■ Task description ■
Render every line of the entries below as a JSON list of strings, with one string per line and blank lines omitted.

++++ Input for this task ++++

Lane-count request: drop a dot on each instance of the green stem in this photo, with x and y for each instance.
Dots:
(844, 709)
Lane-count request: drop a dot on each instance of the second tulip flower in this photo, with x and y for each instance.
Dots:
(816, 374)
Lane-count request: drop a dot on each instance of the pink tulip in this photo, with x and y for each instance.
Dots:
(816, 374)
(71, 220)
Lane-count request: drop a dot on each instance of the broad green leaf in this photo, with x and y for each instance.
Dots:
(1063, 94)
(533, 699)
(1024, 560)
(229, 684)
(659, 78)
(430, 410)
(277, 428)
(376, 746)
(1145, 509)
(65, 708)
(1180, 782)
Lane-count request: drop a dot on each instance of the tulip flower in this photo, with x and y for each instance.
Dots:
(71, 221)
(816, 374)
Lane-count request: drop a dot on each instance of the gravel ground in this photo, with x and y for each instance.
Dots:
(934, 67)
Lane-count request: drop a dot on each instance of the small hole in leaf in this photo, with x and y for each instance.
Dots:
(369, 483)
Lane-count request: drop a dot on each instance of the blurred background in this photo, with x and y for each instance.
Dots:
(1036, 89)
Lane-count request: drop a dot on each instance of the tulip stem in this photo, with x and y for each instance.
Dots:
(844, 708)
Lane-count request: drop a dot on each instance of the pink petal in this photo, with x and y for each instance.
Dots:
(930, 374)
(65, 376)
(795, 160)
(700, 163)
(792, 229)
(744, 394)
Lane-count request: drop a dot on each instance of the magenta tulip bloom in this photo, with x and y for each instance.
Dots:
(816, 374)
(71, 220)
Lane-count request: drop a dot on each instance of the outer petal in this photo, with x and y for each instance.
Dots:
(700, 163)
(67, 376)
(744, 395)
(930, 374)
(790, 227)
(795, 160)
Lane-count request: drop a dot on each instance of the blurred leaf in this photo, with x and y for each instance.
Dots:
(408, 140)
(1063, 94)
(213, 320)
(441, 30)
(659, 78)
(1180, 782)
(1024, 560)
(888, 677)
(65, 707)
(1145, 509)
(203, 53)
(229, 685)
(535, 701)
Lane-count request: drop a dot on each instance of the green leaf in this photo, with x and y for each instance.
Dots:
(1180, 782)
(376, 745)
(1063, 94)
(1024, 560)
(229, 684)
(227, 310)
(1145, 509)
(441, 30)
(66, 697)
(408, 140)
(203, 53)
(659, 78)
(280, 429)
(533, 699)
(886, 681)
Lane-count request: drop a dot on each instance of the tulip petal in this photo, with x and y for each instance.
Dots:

++++

■ Exercise solution ■
[
  "Lane-count request: drop a dot on each instance of the green stem in this photo, with x and y for each instance.",
  "Dots:",
  "(844, 709)",
  "Lane-count request: drop a dot on each instance of the second tulip flower in this photo, with x and y for each instance.",
  "Dots:",
  "(816, 374)",
  "Lane-count request: drop a dot on each instance of the pink tulip in this photo, with x and y for each instance.",
  "Dots:",
  "(816, 374)",
  "(71, 220)",
  "Lane-count request: drop a dot on each instance of the broad green leaf in this photo, with x and y for each instance.",
  "Dots:",
  "(1063, 94)",
  "(533, 699)",
  "(1024, 560)",
  "(229, 684)",
  "(659, 78)",
  "(430, 410)",
  "(277, 428)",
  "(376, 746)",
  "(1145, 509)",
  "(65, 708)",
  "(1180, 782)",
  "Lane-count request: drop a dot on each instance of the tulip flower in this photo, with x and y for each instance.",
  "Dots:",
  "(71, 221)",
  "(816, 374)",
  "Lane-count request: drop a dot on each instance of the gravel ground in this photo, with x and y for each instance.",
  "Dots:",
  "(934, 67)",
  "Lane-count request: drop a dot on each instance of the small hole in leaf in this photo, with x and y for each instance.",
  "Dots:",
  "(369, 483)",
  "Lane-count request: drop a dot on each instance of the blurred background in this photo, with x and y for each instance.",
  "Dots:",
  "(1036, 89)",
  "Lane-count request: drop a dot on each instance of the tulip stem in this photo, with x and y for each instance.",
  "Dots:",
  "(844, 708)",
  "Lane-count request: drop a dot on each instance of the pink petal in this photo, with x and y for each instance.",
  "Dots:",
  "(930, 374)",
  "(65, 376)",
  "(795, 160)",
  "(700, 163)",
  "(792, 229)",
  "(744, 394)",
  "Lane-count request: drop a dot on each instance of the magenta tulip bloom in this photo, with x and y for each instance.",
  "Dots:",
  "(816, 374)",
  "(71, 220)",
  "Lane-count request: drop a dot on each instance of the outer petal in this photo, with x and y for each instance.",
  "Dots:",
  "(700, 163)",
  "(67, 376)",
  "(744, 395)",
  "(930, 374)",
  "(790, 227)",
  "(795, 160)",
  "Lane-count request: drop a dot on each instance of the blurred leaf in this photo, with x and y for each instance.",
  "Dots:",
  "(408, 140)",
  "(1063, 94)",
  "(213, 320)",
  "(441, 30)",
  "(659, 78)",
  "(1180, 782)",
  "(1024, 560)",
  "(888, 677)",
  "(65, 707)",
  "(1145, 509)",
  "(203, 53)",
  "(229, 685)",
  "(535, 701)",
  "Lane-count request: drop a dot on each instance of the green leaf in this photo, with x and y for each instance.",
  "Dots:",
  "(1180, 782)",
  "(376, 745)",
  "(1063, 94)",
  "(1024, 560)",
  "(229, 684)",
  "(227, 310)",
  "(1145, 509)",
  "(441, 30)",
  "(66, 697)",
  "(408, 140)",
  "(203, 53)",
  "(659, 78)",
  "(280, 429)",
  "(533, 699)",
  "(886, 681)",
  "Lane-count request: drop a dot on each instance of the tulip petal in this photo, with x and y for each instance.",
  "Dots:"
]